**Work required**
Set down a faithful copy of every record, and skip the pictures in it.

**Entries supplied**
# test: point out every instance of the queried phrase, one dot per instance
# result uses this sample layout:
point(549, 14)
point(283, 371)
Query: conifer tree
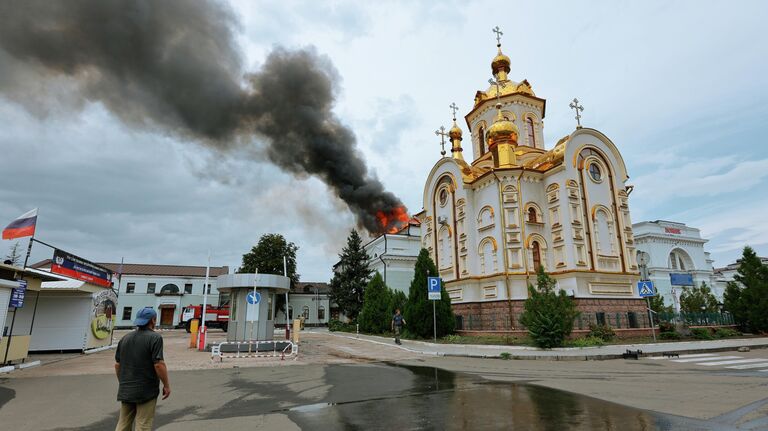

**Answer**
# test: point out every instance of the queried phrase, one dot per instance
# result uses this sample layout:
point(549, 14)
point(283, 371)
Query: conifer tree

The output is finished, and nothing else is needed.